[Start of section]

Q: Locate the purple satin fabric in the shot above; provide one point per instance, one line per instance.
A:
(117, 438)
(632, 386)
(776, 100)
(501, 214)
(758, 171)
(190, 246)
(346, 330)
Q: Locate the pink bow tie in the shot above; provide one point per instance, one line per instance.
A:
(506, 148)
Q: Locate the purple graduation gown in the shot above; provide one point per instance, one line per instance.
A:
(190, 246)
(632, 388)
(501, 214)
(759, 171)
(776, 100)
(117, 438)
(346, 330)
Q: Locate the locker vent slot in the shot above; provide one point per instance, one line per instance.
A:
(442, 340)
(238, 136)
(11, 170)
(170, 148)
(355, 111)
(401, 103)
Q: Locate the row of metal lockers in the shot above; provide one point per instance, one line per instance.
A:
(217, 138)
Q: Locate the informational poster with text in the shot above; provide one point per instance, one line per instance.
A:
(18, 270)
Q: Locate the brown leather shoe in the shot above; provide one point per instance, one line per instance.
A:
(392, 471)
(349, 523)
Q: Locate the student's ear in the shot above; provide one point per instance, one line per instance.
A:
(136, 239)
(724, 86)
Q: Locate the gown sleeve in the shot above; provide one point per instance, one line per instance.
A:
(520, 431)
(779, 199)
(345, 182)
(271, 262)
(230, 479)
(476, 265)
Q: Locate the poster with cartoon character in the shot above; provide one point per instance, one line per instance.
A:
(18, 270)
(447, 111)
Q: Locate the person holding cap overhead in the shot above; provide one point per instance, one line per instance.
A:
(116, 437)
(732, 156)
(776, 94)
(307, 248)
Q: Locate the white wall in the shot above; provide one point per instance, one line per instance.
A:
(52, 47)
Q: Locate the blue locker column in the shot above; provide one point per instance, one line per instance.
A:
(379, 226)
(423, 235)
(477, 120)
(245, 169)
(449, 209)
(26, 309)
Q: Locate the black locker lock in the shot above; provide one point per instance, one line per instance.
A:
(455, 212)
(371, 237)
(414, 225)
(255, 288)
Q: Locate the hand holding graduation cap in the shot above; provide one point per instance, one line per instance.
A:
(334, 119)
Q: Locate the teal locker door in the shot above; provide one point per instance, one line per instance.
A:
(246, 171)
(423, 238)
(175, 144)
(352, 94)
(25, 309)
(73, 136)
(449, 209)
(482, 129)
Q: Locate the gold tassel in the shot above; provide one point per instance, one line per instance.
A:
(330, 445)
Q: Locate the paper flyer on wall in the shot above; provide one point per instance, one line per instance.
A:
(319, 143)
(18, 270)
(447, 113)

[End of section]

- What is being asked
Locate the word "purple" in the entries, and copy every line where it is found.

- Answer box
Q: Locate the purple satin fabric in the shot above; provide one point per instance, one line per instance.
Q: Locate the purple graduation gown in the shot above; provide one point per instance, one line per instance.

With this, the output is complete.